● **WHAT THE TASK ASKS**:
Please produce a character-exact copy of the listing that follows, omitting all images.

● **DATA FOR THIS EXERCISE**:
□ □ □ □
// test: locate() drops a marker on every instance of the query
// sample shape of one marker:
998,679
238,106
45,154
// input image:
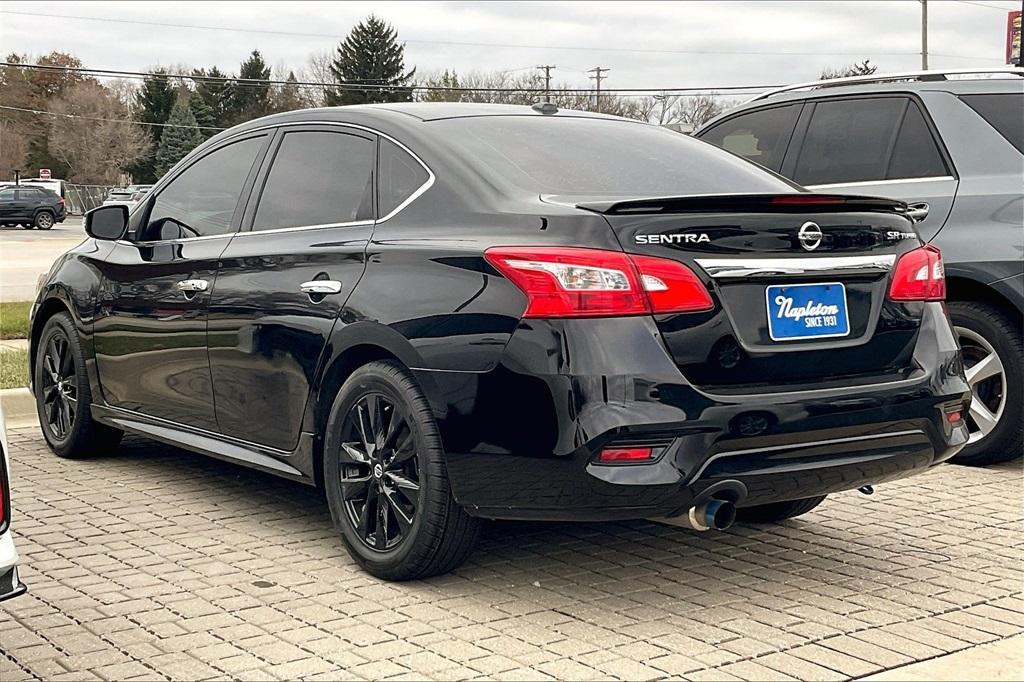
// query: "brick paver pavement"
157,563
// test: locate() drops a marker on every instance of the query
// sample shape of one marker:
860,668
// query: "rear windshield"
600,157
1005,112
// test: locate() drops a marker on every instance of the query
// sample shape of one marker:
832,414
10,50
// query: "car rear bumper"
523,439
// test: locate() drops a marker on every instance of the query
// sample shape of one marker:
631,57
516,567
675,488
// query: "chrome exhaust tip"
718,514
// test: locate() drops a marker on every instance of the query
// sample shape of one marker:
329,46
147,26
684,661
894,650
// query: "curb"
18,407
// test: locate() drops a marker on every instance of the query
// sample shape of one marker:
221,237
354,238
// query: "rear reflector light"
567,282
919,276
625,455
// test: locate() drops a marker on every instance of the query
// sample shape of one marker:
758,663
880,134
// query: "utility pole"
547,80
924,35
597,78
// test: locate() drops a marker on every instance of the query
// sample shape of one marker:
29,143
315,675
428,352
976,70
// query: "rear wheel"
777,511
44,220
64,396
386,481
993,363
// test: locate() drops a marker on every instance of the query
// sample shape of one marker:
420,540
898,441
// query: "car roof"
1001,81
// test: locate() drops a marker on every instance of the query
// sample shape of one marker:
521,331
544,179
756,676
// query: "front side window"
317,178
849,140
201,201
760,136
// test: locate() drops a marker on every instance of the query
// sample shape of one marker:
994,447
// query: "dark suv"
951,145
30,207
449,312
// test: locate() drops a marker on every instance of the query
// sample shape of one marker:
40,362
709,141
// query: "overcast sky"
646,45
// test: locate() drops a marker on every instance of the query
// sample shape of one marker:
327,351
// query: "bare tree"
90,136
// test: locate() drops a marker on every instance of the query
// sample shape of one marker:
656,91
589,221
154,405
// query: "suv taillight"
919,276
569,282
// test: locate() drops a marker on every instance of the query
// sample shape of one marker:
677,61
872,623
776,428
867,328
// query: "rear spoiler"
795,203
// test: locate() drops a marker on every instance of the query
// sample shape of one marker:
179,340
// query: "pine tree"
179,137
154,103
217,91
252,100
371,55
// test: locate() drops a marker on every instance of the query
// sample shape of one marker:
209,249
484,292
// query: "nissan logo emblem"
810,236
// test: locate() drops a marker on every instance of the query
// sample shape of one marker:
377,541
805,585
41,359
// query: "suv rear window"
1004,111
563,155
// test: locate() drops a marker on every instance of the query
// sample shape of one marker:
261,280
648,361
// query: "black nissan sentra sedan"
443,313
□ □ □ □
● **EXERCISE ANSWER**:
// test: locate() drops a marker on every instance of the query
// sample shape of one marker:
998,679
238,106
45,154
// input image:
// query: "brick paver pavement"
157,563
// test: locate() drops a marker on every instance of the query
// sample shape of one marker:
860,668
// query: "rear windshield"
600,157
1005,112
// test: locate() drops a marker on every instance of the query
// sample shape of one marker:
832,414
10,50
// query: "car rear bumper"
523,439
// test: locate() drops a marker on every instance of the query
// sample shape of one marker:
631,57
516,567
675,488
// query: "chrome exhaust tip"
718,514
// test: locate() drops a marker on every instance of the query
// sample shape of one marker:
329,46
147,26
684,661
894,650
// query: "curb"
18,407
// test: locate() drops a marker on every instance of the query
// sample shape of one marker:
221,237
354,238
// query: "rear reflector light"
567,282
919,276
625,455
// test: locate() drops a marker on every instance of the query
// sample shape of one marker:
758,663
880,134
// query: "utility pole"
547,80
924,35
597,78
// test: locate() drops a marker on every instance of the query
// sample shape of one marker:
29,143
315,675
428,352
976,70
// query: "rear wheel"
777,511
44,220
64,396
386,481
993,363
// test: locate() drops a marker on every instance of the query
// sample shape of one marker:
420,540
898,441
// query: "car roof"
1001,81
// test: locate() drops a marker on every instance of the query
// sample shape of one marker:
521,331
544,179
756,676
// query: "front side window"
317,178
849,140
201,201
760,136
// test: locate() drops a marker on every instance of the query
// sample shape of one marker:
994,447
// query: "dark suv"
951,145
30,207
449,312
// test: locate() drops a marker on every instance of the query
// sample shape of one marker:
40,362
709,141
// query: "overcast sky"
646,45
// test: locate() drops a marker on every instance of the query
// sample shape of one marker:
327,351
// query: "bare tree"
90,136
// test: locate() drops a marker on every instance of the query
// sample shape of one marker:
656,91
589,221
154,405
// query: "suv taillight"
919,276
569,282
// test: locate() drops a marker on every instance of the query
// sample shape of one marker:
677,61
872,623
776,428
867,328
// query: "rear spoiler"
795,203
// test: locate() drops a marker on every instance of the query
// sample shape of one marker:
179,340
// query: "pine tree"
179,137
154,103
217,91
252,100
371,55
// test: locate() drops a marker on every instance of the query
// sample shape of one marker:
209,249
484,292
// query: "nissan logo emblem"
810,236
// test: locate() drops a marker on every instance of the query
// sample shape of one marker:
377,541
805,585
41,359
// query: "suv rear window"
1004,111
563,155
// test: locate() drops a marker on every instance of the query
// sample shape of one marker:
261,280
648,361
// query: "black nissan sentra sedan"
443,313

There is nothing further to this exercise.